An exact copy of the entries below is the expected answer.

=-=-=

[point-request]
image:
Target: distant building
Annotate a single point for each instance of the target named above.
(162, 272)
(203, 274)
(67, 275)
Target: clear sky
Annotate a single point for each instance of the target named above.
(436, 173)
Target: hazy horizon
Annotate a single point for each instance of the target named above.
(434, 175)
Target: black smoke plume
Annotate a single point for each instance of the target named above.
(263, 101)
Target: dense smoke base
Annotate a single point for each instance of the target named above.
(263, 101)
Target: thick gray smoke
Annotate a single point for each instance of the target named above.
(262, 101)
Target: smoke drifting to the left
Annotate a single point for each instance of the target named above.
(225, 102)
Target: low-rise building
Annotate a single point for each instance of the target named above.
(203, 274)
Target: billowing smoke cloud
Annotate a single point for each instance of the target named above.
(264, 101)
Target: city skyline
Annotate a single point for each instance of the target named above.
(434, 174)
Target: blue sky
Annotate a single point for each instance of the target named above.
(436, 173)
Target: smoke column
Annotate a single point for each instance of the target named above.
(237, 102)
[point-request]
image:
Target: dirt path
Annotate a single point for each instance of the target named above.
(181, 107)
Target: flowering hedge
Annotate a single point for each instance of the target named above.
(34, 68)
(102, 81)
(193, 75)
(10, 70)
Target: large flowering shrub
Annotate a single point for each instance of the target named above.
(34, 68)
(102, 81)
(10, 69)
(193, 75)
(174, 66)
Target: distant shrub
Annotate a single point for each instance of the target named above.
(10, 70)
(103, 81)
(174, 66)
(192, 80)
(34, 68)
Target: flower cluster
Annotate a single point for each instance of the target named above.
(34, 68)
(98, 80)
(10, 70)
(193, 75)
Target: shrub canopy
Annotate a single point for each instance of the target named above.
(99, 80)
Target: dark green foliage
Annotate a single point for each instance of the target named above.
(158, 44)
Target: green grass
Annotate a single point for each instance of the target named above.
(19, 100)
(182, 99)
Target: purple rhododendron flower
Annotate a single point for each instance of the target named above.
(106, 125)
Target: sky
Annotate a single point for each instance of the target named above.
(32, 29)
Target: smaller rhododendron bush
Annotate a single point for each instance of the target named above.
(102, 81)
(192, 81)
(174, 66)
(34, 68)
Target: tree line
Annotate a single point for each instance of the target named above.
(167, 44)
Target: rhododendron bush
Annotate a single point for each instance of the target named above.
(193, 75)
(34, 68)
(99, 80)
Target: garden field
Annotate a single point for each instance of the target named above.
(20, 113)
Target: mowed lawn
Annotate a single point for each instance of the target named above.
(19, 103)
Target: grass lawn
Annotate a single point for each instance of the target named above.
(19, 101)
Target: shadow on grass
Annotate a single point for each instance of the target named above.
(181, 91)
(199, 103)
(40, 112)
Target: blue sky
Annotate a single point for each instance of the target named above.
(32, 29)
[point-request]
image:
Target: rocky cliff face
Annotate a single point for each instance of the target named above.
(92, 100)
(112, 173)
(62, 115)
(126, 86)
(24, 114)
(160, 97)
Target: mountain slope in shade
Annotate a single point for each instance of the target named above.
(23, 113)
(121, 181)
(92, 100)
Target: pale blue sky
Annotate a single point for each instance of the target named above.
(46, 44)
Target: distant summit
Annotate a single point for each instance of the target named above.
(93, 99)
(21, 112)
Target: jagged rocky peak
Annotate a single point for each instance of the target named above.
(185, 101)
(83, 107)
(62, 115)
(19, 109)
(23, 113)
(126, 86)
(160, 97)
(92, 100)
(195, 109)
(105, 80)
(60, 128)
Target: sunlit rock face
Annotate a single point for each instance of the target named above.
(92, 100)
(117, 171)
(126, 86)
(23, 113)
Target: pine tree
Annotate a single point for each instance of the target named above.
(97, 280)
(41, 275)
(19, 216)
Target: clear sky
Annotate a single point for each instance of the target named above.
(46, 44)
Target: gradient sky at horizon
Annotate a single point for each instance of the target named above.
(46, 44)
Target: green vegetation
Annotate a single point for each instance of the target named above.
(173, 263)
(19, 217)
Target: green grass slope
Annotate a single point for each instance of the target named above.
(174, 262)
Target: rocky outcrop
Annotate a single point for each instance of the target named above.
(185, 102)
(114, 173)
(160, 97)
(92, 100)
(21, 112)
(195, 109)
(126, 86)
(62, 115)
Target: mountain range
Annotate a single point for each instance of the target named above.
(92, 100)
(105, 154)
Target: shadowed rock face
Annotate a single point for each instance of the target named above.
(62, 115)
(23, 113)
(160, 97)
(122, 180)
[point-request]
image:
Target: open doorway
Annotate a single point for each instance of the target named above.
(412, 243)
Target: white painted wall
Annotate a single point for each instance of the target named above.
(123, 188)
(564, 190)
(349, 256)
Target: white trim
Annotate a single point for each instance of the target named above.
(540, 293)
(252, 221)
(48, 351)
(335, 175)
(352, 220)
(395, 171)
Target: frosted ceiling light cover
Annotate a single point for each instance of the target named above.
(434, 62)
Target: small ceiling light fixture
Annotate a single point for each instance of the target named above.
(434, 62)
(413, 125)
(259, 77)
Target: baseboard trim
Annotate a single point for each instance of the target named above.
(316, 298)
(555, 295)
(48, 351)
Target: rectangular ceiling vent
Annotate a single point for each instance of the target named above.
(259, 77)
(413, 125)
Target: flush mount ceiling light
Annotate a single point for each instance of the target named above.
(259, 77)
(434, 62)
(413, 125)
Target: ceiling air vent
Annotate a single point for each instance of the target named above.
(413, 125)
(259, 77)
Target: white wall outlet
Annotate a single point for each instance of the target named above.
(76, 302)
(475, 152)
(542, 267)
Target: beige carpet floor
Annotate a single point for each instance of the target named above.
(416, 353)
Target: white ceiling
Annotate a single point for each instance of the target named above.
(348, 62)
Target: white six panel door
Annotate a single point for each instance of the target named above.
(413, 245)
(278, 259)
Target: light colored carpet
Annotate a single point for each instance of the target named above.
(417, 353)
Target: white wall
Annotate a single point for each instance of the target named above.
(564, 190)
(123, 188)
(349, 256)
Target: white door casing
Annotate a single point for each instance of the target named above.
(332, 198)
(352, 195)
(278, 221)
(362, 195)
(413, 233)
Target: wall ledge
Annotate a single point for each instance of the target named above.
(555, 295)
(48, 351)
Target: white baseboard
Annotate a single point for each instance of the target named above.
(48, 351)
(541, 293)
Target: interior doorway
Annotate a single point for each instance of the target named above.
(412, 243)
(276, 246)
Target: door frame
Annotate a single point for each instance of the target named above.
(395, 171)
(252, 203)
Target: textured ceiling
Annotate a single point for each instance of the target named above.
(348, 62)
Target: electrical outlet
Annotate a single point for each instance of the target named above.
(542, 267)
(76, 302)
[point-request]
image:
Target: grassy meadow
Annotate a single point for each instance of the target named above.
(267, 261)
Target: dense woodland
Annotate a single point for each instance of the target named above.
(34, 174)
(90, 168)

=-=-=

Written solution:
[point-request]
image:
Target: distant building
Annotate a single point for each instance of the target named above.
(162, 272)
(203, 274)
(67, 275)
Target: clear sky
Annotate a single point for each instance of the target named above.
(436, 173)
Target: hazy horizon
Annotate a single point for each instance of the target named above.
(434, 175)
Target: black smoke plume
Annotate a single point for each instance of the target named above.
(263, 101)
Target: dense smoke base
Annotate a single point for each instance of the target named above.
(263, 101)
Target: thick gray smoke
Annotate a single point for each instance of the target named above.
(262, 101)
Target: smoke drifting to the left
Annotate a single point for each instance of the target named above.
(225, 102)
Target: low-rise building
Annotate a single point for each instance of the target named above.
(203, 274)
Target: billowing smoke cloud
Annotate a single point for each instance of the target named above.
(264, 101)
Target: city skyline
Annotate a single point for each instance of the target named above.
(434, 174)
Target: blue sky
Annotate a single point for each instance of the target named above.
(436, 173)
Target: smoke column
Annotate a single point for each instance of the target named above.
(237, 102)
[point-request]
image:
Target: dirt path
Annotate a single point for each instance of the target named above.
(181, 107)
Target: flowering hedge
Annotate a single point for each instance of the target named above.
(34, 68)
(102, 81)
(193, 75)
(10, 70)
Target: large flowering shrub
Annotate a single point for each instance of the target named above.
(34, 68)
(102, 81)
(10, 69)
(193, 75)
(174, 66)
Target: distant shrub
Annotate a single point for each instance of the target named above.
(10, 70)
(103, 81)
(174, 66)
(192, 80)
(34, 68)
Target: flower cluster
Annotate a single point for each instance of the target named above.
(34, 68)
(98, 80)
(10, 70)
(193, 75)
Target: shrub canopy
Annotate a single point for each instance of the target named above.
(99, 80)
Target: dark green foliage
Annotate a single point for each instance of the target named above.
(158, 44)
Target: green grass
Annotate a single point for each instance of the target named above.
(19, 100)
(182, 99)
Target: purple rhododendron flower
Annotate a single point for each instance of the target named above.
(106, 125)
Target: sky
Annotate a single point for each instance of the target named above.
(32, 29)
Target: smaller rhododendron bush
Annotate a single point for each instance of the target named above.
(102, 81)
(192, 81)
(174, 66)
(34, 68)
Target: tree line
Annotate a single point for each instance of the target named above.
(167, 44)
Target: rhododendron bush
Annotate a single point for each instance of the target named above.
(193, 75)
(34, 68)
(99, 80)
Target: garden field
Annotate a single point for each instance of the target named above.
(20, 113)
Target: mowed lawn
Annotate a single point for each instance of the target named above.
(19, 103)
Target: grass lawn
Annotate a single point for each instance of the target named above.
(19, 101)
Target: shadow on grass
Annotate a single point for each instance of the target named above.
(181, 91)
(199, 103)
(40, 112)
Target: blue sky
Annotate a single point for each instance of the target named above.
(32, 29)
[point-request]
image:
Target: rocky cliff face
Annotate a single point for each instance of the target named above.
(92, 100)
(112, 173)
(62, 115)
(126, 86)
(24, 114)
(160, 97)
Target: mountain slope in shade
Annotate a single point for each instance of the target named above.
(23, 113)
(121, 181)
(92, 100)
Target: pale blue sky
Annotate a single point for each instance of the target named above.
(46, 44)
Target: distant summit
Annotate a single point for each instance of the target named above.
(93, 99)
(21, 112)
Target: jagged rocky peak
Annotate a single point for each instance of the target named above.
(185, 101)
(83, 107)
(62, 115)
(19, 109)
(23, 113)
(126, 86)
(160, 97)
(92, 100)
(195, 109)
(105, 80)
(60, 128)
Target: sunlit rock face
Annotate a single point for each instance of the target named above.
(92, 100)
(117, 171)
(126, 86)
(23, 113)
Target: pine tree
Annotate a single point for each instance of the target named above.
(97, 280)
(41, 275)
(19, 216)
Target: clear sky
Annotate a single point for each instance of the target named above.
(46, 44)
Target: gradient sky at horizon
Annotate a single point for each instance of the target named above.
(46, 44)
Target: green vegetation
Annotate a single point for each instance of the target named above.
(173, 263)
(19, 217)
Target: green grass slope
Annotate a single point for each instance of the target named above.
(174, 262)
Target: rocky outcrop
Annotate a single point for each instance of the target named above.
(185, 102)
(114, 173)
(160, 97)
(92, 100)
(21, 112)
(195, 109)
(126, 86)
(62, 115)
Target: mountain range
Annotate a single point for each instance of the target named above.
(92, 100)
(105, 154)
Target: shadowed rock face
Annotate a single point for each instance of the target named above.
(62, 115)
(23, 113)
(160, 97)
(122, 180)
[point-request]
image:
Target: open doorway
Annotate a single point for each instance of the target named above.
(412, 243)
Target: white painted wall
Annotate a single point for each instance of the target named above.
(123, 188)
(564, 190)
(349, 256)
Target: white trim
Annotate a single point for each instance of the target named above.
(540, 293)
(252, 221)
(48, 351)
(335, 175)
(352, 220)
(395, 171)
Target: frosted ceiling light cover
Annotate a single point for each instance of the target named above.
(434, 62)
Target: small ceiling light fixture
Annotate a single point for each instance of the target named above.
(434, 62)
(413, 125)
(259, 77)
Target: baseboard trim
Annotate a single point for each instance of the target named above.
(316, 298)
(555, 295)
(48, 351)
Target: rectangular ceiling vent
Annotate a single point for each instance of the target named above.
(259, 77)
(413, 125)
Target: flush mount ceiling light
Annotate a single point for each instance of the target named above.
(259, 77)
(434, 62)
(413, 125)
Target: ceiling air vent
Annotate a single point for each instance of the target named above.
(413, 125)
(259, 77)
Target: white wall outlet
Annotate a single point for each instance of the target named above.
(76, 302)
(475, 152)
(542, 267)
Target: beige carpet floor
Annotate a single point for each instance of the target named above.
(416, 353)
Target: white ceiling
Annotate a single point for each instance of the target named above.
(348, 62)
Target: white six panel door
Annotate a single point for each instance of the target named above.
(413, 245)
(278, 259)
Target: light colored carpet
Annotate a single point for each instance of the target named above.
(417, 353)
Target: white wall
Annotate a single point for each instance of the target named above.
(564, 190)
(123, 188)
(349, 256)
Target: white door casing
Annotate a single point for each instance of the target named above.
(332, 198)
(352, 195)
(278, 221)
(362, 195)
(413, 233)
Target: wall ledge
Annotate a single point for each instance of the target named above.
(555, 295)
(48, 351)
Target: white baseboard
Annotate a single point for each instance of the target named above.
(48, 351)
(541, 293)
Target: interior doorway
Annotate a single point for each instance of the target named above.
(412, 243)
(276, 246)
Target: door frame
Annotate a single point for each instance of the target named above.
(395, 171)
(252, 203)
Target: textured ceiling
Annotate a single point for each instance of the target named above.
(348, 62)
Target: electrical outlet
Annotate a single point for each instance of the target named above.
(542, 267)
(76, 302)
[point-request]
image:
Target: grassy meadow
Annotate a single point for each instance of the target named above.
(267, 261)
Target: dense woodland
Annotate a single point for each instance of the target named above.
(34, 174)
(90, 168)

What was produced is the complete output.